- _Source text_
After placement, it is important for the operator to check the three-dimensional relationship of the microimplant to the roots. Root contact can be noticeable or felt during the placement procedure because there is another strong resistance when the implant meets the root. The microimplants should be checked for firmness immediately after placement. If any mobility is detected, the implant needs to be removed and replaced by a larger-diameter implant to obtain tighter purchase.
Placement Angle
Relative to the long axis of the teeth, microimplants can be placed at an angle of 30 to 40 degrees for the upper jaw ( Fig. 23-8, A ) and 20 to 60 degrees for the lower jaw ( Fig. 23-8, B ). This angular placement reduces the possibility of root contact by positioning the apex of the microimplants toward the apical portion of the roots, where there is relatively more space. The advantages of angulating the microimplant during insertion are increased surface area of cortical bone contact with the microimplant and less chance of root contact or possible root damage (if any damage at all) if the implant hits root. Angulation also provides the operator with the option of placing longer microimplants, which may further enhance their stability. Perpendicular placement can also be done, but only after careful examination of the space between roots.

- _Questions_
1) In the microimplant placement text, at what angle range can microimplants be placed in the lower jaw?
2) Reproduce the stretch of the microimplant placement text from "Placement Angle" through "space between roots.".

(Data for pointing at referring expressions)
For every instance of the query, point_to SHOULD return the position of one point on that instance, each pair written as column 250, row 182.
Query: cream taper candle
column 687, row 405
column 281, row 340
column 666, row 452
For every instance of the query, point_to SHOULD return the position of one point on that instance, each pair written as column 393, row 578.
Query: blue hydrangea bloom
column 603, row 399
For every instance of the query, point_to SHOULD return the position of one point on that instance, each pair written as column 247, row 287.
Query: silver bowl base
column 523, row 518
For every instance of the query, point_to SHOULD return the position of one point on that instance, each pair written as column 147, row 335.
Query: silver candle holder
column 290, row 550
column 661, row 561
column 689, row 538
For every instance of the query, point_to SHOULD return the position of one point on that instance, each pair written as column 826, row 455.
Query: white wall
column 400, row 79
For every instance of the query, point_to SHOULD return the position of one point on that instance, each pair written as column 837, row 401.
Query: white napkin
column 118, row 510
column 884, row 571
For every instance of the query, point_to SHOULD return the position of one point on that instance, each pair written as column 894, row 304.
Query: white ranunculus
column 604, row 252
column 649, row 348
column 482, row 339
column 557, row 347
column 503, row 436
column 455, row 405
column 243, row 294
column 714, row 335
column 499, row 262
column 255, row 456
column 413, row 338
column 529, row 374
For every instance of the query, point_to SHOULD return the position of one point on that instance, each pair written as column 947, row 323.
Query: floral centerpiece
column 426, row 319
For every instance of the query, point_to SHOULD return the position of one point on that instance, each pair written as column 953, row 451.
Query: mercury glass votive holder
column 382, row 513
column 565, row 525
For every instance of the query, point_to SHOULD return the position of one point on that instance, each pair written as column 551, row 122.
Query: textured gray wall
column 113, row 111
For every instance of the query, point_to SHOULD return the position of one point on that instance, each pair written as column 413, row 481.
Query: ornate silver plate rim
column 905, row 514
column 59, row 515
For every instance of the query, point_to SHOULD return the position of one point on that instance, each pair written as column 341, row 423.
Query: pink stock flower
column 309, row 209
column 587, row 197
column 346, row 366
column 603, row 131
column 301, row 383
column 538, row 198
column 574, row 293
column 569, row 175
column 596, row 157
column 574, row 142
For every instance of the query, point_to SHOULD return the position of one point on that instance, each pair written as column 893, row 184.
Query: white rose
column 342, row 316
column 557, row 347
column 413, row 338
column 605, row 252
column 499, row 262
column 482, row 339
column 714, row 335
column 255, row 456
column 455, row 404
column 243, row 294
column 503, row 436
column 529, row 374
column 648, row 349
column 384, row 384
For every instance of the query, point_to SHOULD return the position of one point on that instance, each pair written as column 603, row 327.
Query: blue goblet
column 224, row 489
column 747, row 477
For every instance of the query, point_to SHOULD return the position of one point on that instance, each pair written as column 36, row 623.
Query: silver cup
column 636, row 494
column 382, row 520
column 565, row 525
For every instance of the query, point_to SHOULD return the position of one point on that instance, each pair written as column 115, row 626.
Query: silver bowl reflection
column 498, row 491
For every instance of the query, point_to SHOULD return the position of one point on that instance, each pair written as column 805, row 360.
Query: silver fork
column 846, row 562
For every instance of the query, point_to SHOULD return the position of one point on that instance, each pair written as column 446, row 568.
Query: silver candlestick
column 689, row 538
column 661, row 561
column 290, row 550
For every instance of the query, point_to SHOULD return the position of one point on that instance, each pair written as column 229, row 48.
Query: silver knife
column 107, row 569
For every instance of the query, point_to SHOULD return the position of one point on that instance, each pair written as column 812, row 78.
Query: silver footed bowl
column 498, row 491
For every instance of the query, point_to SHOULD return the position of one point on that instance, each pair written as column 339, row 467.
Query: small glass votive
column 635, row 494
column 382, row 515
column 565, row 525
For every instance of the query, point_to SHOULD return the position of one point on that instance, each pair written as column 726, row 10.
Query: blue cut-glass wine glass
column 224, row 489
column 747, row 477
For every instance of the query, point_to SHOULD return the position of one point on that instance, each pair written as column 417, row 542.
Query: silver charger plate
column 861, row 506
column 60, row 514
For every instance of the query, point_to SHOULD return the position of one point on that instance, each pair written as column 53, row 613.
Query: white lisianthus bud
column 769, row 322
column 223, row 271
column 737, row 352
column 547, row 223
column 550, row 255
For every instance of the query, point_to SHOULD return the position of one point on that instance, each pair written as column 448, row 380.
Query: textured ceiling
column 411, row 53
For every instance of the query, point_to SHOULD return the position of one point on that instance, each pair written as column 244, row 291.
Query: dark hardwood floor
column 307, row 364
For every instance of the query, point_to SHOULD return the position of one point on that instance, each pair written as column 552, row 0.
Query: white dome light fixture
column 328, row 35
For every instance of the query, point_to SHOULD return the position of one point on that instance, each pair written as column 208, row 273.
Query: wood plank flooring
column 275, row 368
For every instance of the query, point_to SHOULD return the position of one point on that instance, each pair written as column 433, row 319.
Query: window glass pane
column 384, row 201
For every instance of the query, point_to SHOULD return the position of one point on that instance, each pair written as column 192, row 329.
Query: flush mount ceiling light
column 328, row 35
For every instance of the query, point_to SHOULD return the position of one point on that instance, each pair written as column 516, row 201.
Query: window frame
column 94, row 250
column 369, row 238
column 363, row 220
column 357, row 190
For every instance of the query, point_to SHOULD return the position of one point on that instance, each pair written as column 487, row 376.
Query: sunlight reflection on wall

- _Task-by-task answers_
1) 20 to 60 degrees relative to the long axis of the teeth.

2)
Placement Angle
Relative to the long axis of the teeth, microimplants can be placed at an angle of 30 to 40 degrees for the upper jaw ( Fig. 23-8, A ) and 20 to 60 degrees for the lower jaw ( Fig. 23-8, B ). This angular placement reduces the possibility of root contact by positioning the apex of the microimplants toward the apical portion of the roots, where there is relatively more space. The advantages of angulating the microimplant during insertion are increased surface area of cortical bone contact with the microimplant and less chance of root contact or possible root damage (if any damage at all) if the implant hits root. Angulation also provides the operator with the option of placing longer microimplants, which may further enhance their stability. Perpendicular placement can also be done, but only after careful examination of the space between roots.